How many lines in the entries below contain the word "still"? Reply with the number alone.
• • •
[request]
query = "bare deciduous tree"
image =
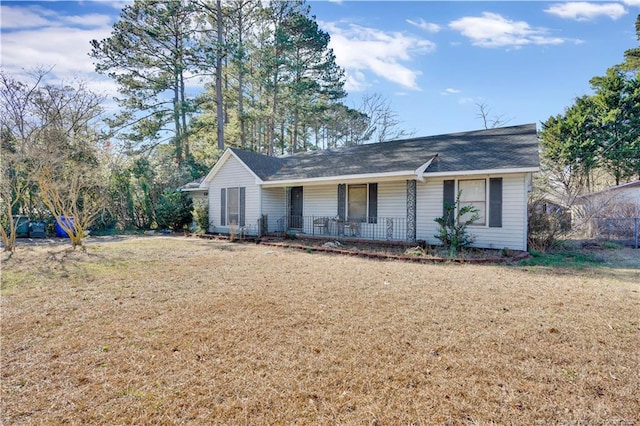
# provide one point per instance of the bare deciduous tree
(490, 122)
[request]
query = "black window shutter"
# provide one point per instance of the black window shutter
(449, 197)
(342, 201)
(241, 202)
(223, 207)
(373, 203)
(495, 202)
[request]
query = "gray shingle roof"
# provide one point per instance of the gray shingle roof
(511, 147)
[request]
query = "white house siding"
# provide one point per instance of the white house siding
(234, 174)
(273, 206)
(511, 235)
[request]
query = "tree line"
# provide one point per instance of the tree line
(193, 78)
(596, 141)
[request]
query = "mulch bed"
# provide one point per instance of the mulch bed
(384, 250)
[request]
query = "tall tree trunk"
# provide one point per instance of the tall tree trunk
(219, 112)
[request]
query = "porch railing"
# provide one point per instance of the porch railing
(373, 228)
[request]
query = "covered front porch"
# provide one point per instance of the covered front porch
(378, 228)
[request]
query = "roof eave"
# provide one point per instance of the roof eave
(358, 178)
(221, 161)
(483, 172)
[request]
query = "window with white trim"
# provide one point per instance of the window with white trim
(362, 202)
(233, 206)
(474, 192)
(357, 202)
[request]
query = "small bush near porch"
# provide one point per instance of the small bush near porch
(174, 330)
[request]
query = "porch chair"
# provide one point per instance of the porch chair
(321, 224)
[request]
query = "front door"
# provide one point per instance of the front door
(295, 213)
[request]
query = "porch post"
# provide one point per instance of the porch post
(287, 213)
(411, 210)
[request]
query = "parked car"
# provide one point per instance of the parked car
(27, 228)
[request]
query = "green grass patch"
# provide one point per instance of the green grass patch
(562, 259)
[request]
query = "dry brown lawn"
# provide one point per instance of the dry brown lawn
(174, 330)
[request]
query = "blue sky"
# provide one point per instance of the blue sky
(435, 62)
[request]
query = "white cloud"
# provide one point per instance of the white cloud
(22, 17)
(360, 49)
(586, 11)
(493, 30)
(35, 37)
(423, 25)
(450, 91)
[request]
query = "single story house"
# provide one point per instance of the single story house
(382, 191)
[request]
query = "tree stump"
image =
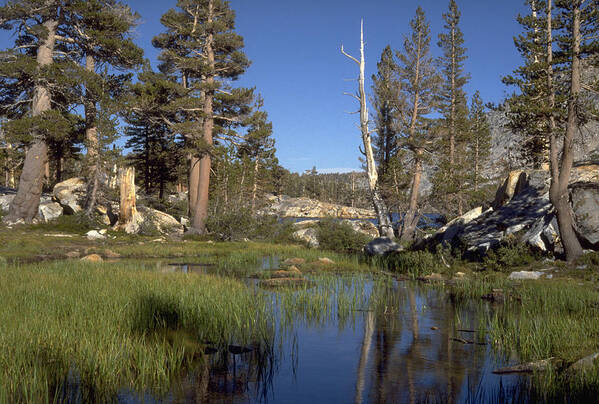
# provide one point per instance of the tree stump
(128, 210)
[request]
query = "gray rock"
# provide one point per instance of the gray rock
(285, 206)
(585, 205)
(584, 364)
(363, 226)
(5, 201)
(70, 194)
(309, 236)
(525, 275)
(49, 211)
(149, 221)
(95, 235)
(381, 246)
(542, 234)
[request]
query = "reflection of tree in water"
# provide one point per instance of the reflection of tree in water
(413, 363)
(228, 375)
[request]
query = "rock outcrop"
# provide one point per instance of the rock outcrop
(285, 206)
(150, 221)
(308, 236)
(522, 209)
(381, 246)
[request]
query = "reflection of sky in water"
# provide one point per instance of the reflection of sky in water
(406, 361)
(327, 362)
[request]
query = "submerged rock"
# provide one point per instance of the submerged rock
(49, 211)
(285, 282)
(294, 261)
(525, 275)
(586, 363)
(95, 235)
(309, 236)
(325, 261)
(92, 258)
(530, 367)
(381, 246)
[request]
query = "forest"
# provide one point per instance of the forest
(153, 247)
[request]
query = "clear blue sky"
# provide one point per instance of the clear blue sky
(297, 66)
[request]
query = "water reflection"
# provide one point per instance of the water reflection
(400, 352)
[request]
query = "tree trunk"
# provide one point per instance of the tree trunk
(364, 353)
(92, 142)
(380, 207)
(128, 209)
(200, 213)
(560, 175)
(411, 218)
(25, 204)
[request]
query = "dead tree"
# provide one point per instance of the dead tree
(128, 209)
(380, 207)
(560, 168)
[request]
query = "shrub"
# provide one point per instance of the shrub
(415, 263)
(340, 237)
(511, 253)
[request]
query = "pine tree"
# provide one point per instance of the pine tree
(420, 83)
(201, 51)
(449, 179)
(478, 149)
(100, 33)
(28, 75)
(258, 146)
(578, 42)
(156, 150)
(527, 109)
(43, 78)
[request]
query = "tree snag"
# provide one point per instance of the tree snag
(380, 207)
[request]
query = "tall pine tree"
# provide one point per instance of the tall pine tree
(449, 178)
(201, 50)
(420, 84)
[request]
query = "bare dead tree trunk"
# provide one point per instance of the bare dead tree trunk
(200, 213)
(91, 142)
(10, 172)
(128, 208)
(380, 207)
(411, 217)
(25, 204)
(364, 353)
(255, 184)
(560, 173)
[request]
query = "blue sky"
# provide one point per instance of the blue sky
(299, 70)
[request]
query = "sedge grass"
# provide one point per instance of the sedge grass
(109, 325)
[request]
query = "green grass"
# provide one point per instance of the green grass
(114, 326)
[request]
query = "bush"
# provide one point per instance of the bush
(415, 263)
(511, 253)
(340, 237)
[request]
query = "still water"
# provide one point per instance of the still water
(417, 347)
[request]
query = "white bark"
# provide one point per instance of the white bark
(385, 227)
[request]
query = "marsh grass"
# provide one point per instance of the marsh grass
(114, 326)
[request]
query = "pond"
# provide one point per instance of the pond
(372, 342)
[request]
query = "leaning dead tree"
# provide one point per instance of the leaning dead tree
(380, 207)
(128, 209)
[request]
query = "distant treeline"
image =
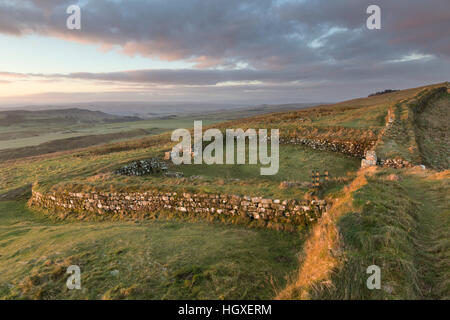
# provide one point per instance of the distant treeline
(382, 92)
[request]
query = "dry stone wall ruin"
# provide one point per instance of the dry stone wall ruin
(144, 204)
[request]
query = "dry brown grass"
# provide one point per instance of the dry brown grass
(321, 251)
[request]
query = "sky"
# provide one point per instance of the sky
(236, 51)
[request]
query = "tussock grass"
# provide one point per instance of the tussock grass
(146, 260)
(401, 226)
(321, 251)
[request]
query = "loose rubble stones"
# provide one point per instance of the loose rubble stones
(142, 167)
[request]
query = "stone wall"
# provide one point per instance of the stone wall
(210, 206)
(351, 148)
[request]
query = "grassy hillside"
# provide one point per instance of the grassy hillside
(403, 227)
(145, 260)
(397, 219)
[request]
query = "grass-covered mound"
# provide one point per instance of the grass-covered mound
(149, 260)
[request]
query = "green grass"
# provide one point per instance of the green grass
(433, 133)
(154, 260)
(403, 228)
(296, 164)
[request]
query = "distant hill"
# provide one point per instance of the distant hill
(60, 117)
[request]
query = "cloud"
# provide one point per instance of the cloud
(258, 44)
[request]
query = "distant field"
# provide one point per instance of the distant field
(396, 218)
(27, 128)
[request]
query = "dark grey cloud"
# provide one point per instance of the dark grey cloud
(272, 41)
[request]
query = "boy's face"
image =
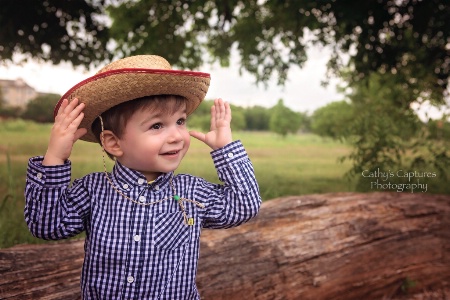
• • •
## Reply
2